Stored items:
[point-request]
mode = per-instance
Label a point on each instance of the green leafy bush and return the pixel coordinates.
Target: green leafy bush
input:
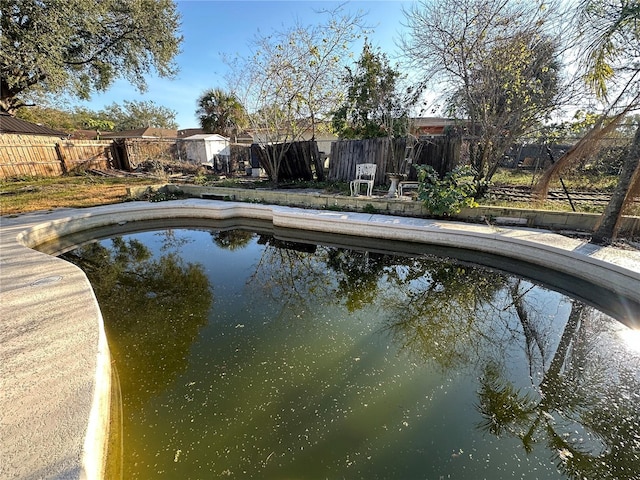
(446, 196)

---

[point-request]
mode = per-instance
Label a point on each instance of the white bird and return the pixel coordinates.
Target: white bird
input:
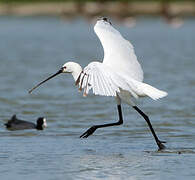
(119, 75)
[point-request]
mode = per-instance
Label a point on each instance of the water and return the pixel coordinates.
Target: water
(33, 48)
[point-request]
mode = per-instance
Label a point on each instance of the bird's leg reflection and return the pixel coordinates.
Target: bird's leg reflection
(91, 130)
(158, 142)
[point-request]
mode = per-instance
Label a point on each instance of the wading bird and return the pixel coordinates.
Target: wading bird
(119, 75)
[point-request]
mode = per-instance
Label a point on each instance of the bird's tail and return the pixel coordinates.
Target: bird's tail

▸ **WHAT IS NEEDED**
There is a run of lines above from the one with "Target: wading bird" to the one with "Target: bird's tail"; print exactly that run, both ends included, and nothing else.

▸ **REPLY**
Target: wading bird
(119, 75)
[point-request]
mode = per-instance
Label a point on each instance of the bird's tail and return the pixel coordinates.
Target: bird's tail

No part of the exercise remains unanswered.